__DIRECTIVE 1__: Say whether each statement below agrees with the infant studies text, answering yes or no and quoting the deciding words of the text exactly: (a) In the study on physical properties, infants watch video clips involving either a ball or an actress. (b) In the study on preferences, the example box holds mostly red balls. (c) Eye tracking is used to see whether babies anticipate the movement of the ball or actress as they pass behind the wall.
__DIRECTIVE 2__: Copy the infant studies text word for word, from "Do infants understand other" up to and including "understand cooperative alliances?".

--- begin READING PASSAGE ---

Do infants understand the physical properties of people?

We are interested in whether infants apply the beliefs that they have about objects to people. For example, adults know that while a person is different from a ball, a person, just like a ball, is a solid physical object that can move. We know they can move behind other objects but not through them. What about babies? In this study, infants watch a series of video clips involving either a ball or an actress. In the video, the ball/actress travels across a room and sometimes passes behind a wall. We use eye tracking to see whether babies will anticipate the movement of the ball/actress as they pass behind this wall.  

 

Do infants understand other people's preferences?

In this study, we are interested in when and how infants understand that others have preferences for things. Infants will see a clear box full of two different kinds of toys. For example, the box may contain a few red balls, but mostly blue balls. An actress will pick out several toys of one kind only (e.g., five red balls) several times. Later in the “test event,” infants will see two bowls: one filled with red balls and one filled with blue balls. The actor will choose one bowl of toys by reaching for it deliberately. If infants understand the actress's preference for red balls over blue (based on the proportion of red to blue in the box and her repeated choice of red), then they should be surprised to see her reach for the blue bowl (the "unpreferred" toy).

 

Do infants understand cooperative alliances?

--- end READING PASSAGE ---
--- begin DATA SUPPLIED ---

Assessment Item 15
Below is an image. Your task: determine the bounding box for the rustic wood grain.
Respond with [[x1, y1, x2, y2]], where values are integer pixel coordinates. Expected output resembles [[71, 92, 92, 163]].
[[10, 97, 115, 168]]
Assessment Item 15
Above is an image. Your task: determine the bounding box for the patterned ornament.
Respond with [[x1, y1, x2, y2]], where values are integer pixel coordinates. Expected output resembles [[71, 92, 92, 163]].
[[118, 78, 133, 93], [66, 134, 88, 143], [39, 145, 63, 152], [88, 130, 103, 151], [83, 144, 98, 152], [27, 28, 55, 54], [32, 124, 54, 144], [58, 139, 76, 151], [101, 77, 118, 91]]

--- end DATA SUPPLIED ---

__FINAL RESULT 1__:
(a) Yes: "infants watch a series of video clips involving either a ball or an actress"
(b) No: "the box may contain a few red balls, but mostly blue balls"
(c) Yes: "We use eye tracking to see whether babies will anticipate the movement of the ball/actress as they pass behind this wall"

__FINAL RESULT 2__:
Do infants understand other people's preferences?

In this study, we are interested in when and how infants understand that others have preferences for things. Infants will see a clear box full of two different kinds of toys. For example, the box may contain a few red balls, but mostly blue balls. An actress will pick out several toys of one kind only (e.g., five red balls) several times. Later in the “test event,” infants will see two bowls: one filled with red balls and one filled with blue balls. The actor will choose one bowl of toys by reaching for it deliberately. If infants understand the actress's preference for red balls over blue (based on the proportion of red to blue in the box and her repeated choice of red), then they should be surprised to see her reach for the blue bowl (the "unpreferred" toy).

 

Do infants understand cooperative alliances?